:: Selected extract ::

A Religious Liberal Blog

This site hopefully can provide some vehicle by which I can comment, complain, and once in a while praise the state of religion in this country and around the world from a liberal protestant perspective.

Tuesday, May 22, 2007

The torture party

At a recent Republican presidential debate a number of the candidates embraced indefinite detentions and the use of torture, to much applause and support of the audience.

In conversations I've had with conservatives, including some family members, the belief in torture and opposition to any requirements concerning the treatment and handling of prisoners abroad seems to be a given, perhaps something that defines support for Bush.

Maybe the impetus behind such a view was expressed earlier, from the School of the Americas to our own prison system in the US. But I can't help but think that Bush's embrace of torture, hasn't somehow coarsened the American people, made us less good.

There is no scandal in this country of having 19,000 Iraqis in prison, most without cause. Or that Romney received applause when he called for doubling Gitmo. This war, like many, have caused us to embrace the unconscionable.

I'm not sure what it will take to turn things around. But I am convinced that any candidate who does not articulate opposition to torture, due process, following the Geneva convention, and the limits of presidential power is not fit to the hold the presidency.


At 8:45 PM , Blogger jonathan said...

You said repeatedly that President Bush, along with the Republicans at the latest debate, accept torture. You illustrate their stance as if they enjoy and relish the action. That is hardly the case.

In each example, the candidates (other than McCain, the loner on this one) expressed a displeasure towards torture, but at the same time were willing to understand that saving American lives and avoiding another 9/11 is more important the world affirmation (except, again, for McCain).

They do not accept torture, and would rather have the terrorist tell them the information easily and obviously. But that isn't how it works, and believe it or not terrorists won't tell the US services with a slap on the wrist or some good old fashioned law school persuasion.

Ironically, I would say a man that cannot hold firm and is unwilling to take responsibilty for saving countless lives is not fit to sit in the Oval Office.

It comes down to the value of American lives.

At 11:01 PM , Blogger Dwight said...

I'd propose that the use of torture endangers American lives, because it fuels the sort of anger against this country that terrorist groups recruit with. Same goes with the occupation of Iraq. I also think that as Christians our concern ought to be for all lives, not just one country.

At 9:12 AM , Blogger jonathan said...

:::
:: Material supplied ::

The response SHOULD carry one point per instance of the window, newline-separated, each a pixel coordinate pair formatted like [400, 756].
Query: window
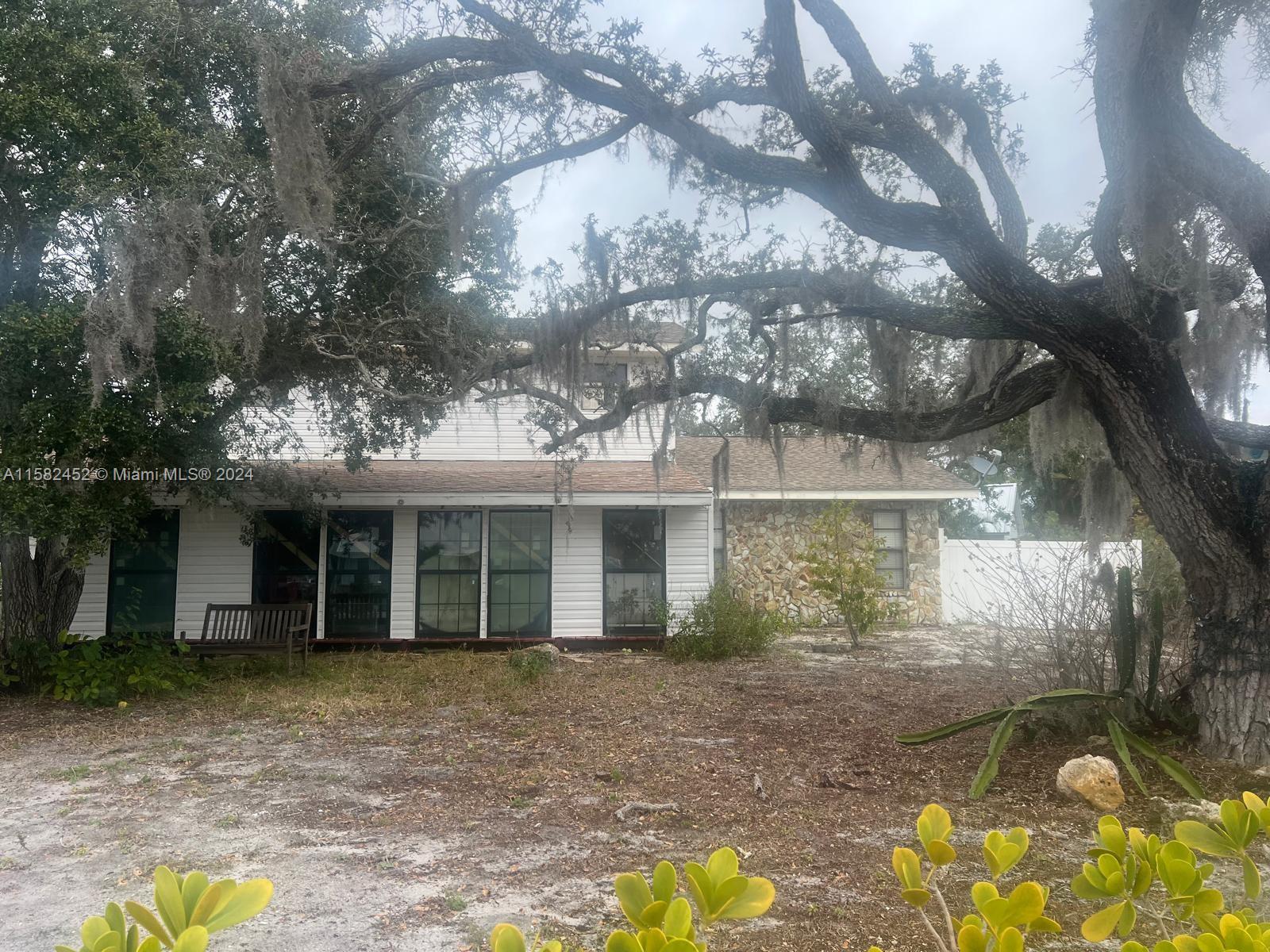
[143, 594]
[520, 573]
[359, 574]
[634, 570]
[889, 531]
[448, 589]
[285, 560]
[601, 384]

:::

> **Problem details**:
Revise the blog post on torture, beginning at the words "The torture party" and stopping after "of the audience.", with "indefinite detentions" changed to "prolonged detentions". Rely on the text alone.

> **Result for this task**:
The torture party

At a recent Republican presidential debate a number of the candidates embraced prolonged detentions and the use of torture, to much applause and support of the audience.